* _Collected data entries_
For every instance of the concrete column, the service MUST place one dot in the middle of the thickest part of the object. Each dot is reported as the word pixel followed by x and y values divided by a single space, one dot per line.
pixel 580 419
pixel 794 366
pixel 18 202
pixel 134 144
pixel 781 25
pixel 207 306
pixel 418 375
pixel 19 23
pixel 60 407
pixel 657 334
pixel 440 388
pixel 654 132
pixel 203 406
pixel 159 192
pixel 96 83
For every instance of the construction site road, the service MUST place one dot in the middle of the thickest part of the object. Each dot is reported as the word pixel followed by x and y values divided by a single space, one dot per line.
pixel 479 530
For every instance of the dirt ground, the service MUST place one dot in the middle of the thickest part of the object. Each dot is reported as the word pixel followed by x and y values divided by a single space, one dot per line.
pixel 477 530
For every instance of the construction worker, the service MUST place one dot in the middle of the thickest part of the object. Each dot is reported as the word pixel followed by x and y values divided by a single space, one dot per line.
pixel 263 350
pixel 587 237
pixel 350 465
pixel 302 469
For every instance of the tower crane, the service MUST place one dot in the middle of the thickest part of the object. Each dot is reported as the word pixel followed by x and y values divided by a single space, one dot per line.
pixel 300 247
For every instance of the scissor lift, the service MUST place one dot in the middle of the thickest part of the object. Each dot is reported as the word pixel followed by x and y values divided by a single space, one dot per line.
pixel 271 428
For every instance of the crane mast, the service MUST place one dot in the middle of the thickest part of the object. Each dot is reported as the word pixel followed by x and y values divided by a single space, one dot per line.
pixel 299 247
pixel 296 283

* _AIM_
Retype the records above from the start through the line containing "pixel 477 530", including both ends.

* _TASK RESPONSE_
For every instance of the concrete column, the service MUST place one dot in the middle of the thickest part of the object. Each dot is reported as the word pixel followed by x and y values divided by a single space, one dot per line.
pixel 580 419
pixel 794 366
pixel 18 202
pixel 134 144
pixel 781 25
pixel 207 306
pixel 418 375
pixel 19 23
pixel 60 407
pixel 657 334
pixel 440 388
pixel 654 132
pixel 203 406
pixel 159 192
pixel 96 83
For every instance of the construction site road, the service MUST place one dot in the middle of the thickest part of the object. Each dot is reported as the word pixel followed by x and y values divided by a single space, one dot per line.
pixel 479 530
For every instance of the dirt ground, the service MUST place one dot in the middle of the thickest part of the object. Each dot is reported as the word pixel followed by x and y values divided by a single space, one dot per line.
pixel 477 530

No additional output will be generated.